▶ **TRY IT**
Give back the whole listing below exactly.
■ ■ ■
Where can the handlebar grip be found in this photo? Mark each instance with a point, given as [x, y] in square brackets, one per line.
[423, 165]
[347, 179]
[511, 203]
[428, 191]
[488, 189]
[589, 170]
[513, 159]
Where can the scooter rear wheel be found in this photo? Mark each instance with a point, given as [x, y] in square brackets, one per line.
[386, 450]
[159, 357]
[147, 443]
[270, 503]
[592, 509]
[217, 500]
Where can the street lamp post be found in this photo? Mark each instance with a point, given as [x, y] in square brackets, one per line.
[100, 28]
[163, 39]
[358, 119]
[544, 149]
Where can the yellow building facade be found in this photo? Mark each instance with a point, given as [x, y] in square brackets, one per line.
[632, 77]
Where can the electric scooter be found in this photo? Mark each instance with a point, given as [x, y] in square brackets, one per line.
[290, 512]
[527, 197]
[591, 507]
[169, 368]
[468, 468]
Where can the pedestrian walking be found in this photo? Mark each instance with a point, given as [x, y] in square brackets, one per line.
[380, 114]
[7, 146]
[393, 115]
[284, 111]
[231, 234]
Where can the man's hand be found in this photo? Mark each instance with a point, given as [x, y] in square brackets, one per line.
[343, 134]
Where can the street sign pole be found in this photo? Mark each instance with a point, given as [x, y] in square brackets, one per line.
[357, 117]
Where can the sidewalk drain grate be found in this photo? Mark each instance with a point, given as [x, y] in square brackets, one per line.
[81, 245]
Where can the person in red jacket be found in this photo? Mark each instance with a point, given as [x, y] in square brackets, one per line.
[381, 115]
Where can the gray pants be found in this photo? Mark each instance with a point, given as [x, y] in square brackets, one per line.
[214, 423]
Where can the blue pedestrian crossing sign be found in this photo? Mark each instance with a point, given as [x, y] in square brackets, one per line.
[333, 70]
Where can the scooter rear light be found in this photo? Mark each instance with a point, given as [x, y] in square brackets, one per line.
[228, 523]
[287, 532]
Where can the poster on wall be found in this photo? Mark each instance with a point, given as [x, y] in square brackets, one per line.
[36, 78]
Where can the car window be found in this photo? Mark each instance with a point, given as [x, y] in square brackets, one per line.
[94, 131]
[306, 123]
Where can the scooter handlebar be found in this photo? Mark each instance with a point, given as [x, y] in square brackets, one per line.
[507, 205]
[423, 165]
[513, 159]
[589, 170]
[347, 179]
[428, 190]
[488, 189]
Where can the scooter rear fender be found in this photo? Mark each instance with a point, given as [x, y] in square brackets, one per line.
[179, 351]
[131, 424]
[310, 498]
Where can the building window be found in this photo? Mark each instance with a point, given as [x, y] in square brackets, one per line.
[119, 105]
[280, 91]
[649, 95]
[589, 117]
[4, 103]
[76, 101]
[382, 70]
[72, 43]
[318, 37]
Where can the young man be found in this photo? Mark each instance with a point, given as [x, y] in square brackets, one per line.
■ ■ ■
▶ **RESULT**
Where can the handlebar grip be found in this photo? Mark each instance with a point, given as [x, y] in square brackets, one per line.
[423, 165]
[347, 179]
[511, 203]
[428, 191]
[488, 189]
[589, 170]
[513, 159]
Where can the scooter rear wheel be found in this photo? Mark each instance with a point, given as [x, y] in square brackets, one per line.
[386, 450]
[159, 357]
[147, 443]
[270, 503]
[592, 509]
[217, 500]
Where can the street lamp post be found in this photo? Mark each instance with a point, given as [x, y] in square brackets, one per line.
[100, 28]
[163, 39]
[358, 119]
[544, 149]
Where can the yellow building facade be found in this photo? Mark each instance with a point, given as [x, y] in square brackets, one per line.
[632, 77]
Where can the electric scooter be found in this photo? Mark each instance with a point, given as [x, y] in square brackets, one per line.
[290, 512]
[527, 197]
[591, 507]
[169, 368]
[468, 468]
Where can the pedestrian walking be found in this photo? Mark each instance with a point, given as [x, y] in square brackets, one per line.
[380, 114]
[7, 146]
[393, 115]
[284, 111]
[231, 234]
Where can the man's hand be found in this photo? Mark each instance with a point, given as [x, y] in square brackets, one per line.
[343, 134]
Where can the street sign pole be found in this photo? Mark each instance with a point, given as [x, y] in square brackets, one per line.
[357, 117]
Where can the sidewalk drain grate be found in this photo? Mark each instance with a point, given as [x, y] in square brackets, one per line.
[81, 245]
Where can the person in red jacket be found in this photo? Mark each instance with a point, given as [x, y] in square brackets, one per line.
[381, 115]
Where can the gray pants be found in this photo? Mark each instance with a point, given as [x, y] in square brackets, one per line.
[214, 423]
Where can the blue pedestrian crossing sign be found in this photo? Mark each instance with a point, given as [x, y] in square brackets, one per line.
[333, 70]
Where can the scooter rear light be found in this photo? Mark each instance with a point, given as [x, y] in square brackets, one per line.
[228, 523]
[287, 532]
Where can the poster on wall be found in this photo? Mark each instance with a point, given as [x, y] in square brackets, one per line.
[36, 78]
Where can the car window be found in this photo? Mark each instance with a point, given as [x, y] in square brackets, one per line.
[94, 131]
[306, 123]
Where can the scooter handlebar be found in this photo? Mark each instance with a point, given as [x, y] in square brackets, one per line.
[507, 205]
[423, 165]
[513, 159]
[589, 170]
[347, 179]
[428, 190]
[488, 189]
Where can the scooter rear fender be found in this photo? Mark each instance with a point, given as [x, y] in square brackets, one per line.
[179, 351]
[131, 424]
[310, 498]
Where can the building window be found in this photo? Mark each instance with a point, given as [x, y] in square brackets, one per line.
[119, 105]
[280, 91]
[649, 95]
[589, 117]
[4, 103]
[76, 101]
[382, 70]
[72, 43]
[318, 37]
Where can the young man be found in this photo? Mark each instance with a point, given as [x, y] in square brackets, one per line.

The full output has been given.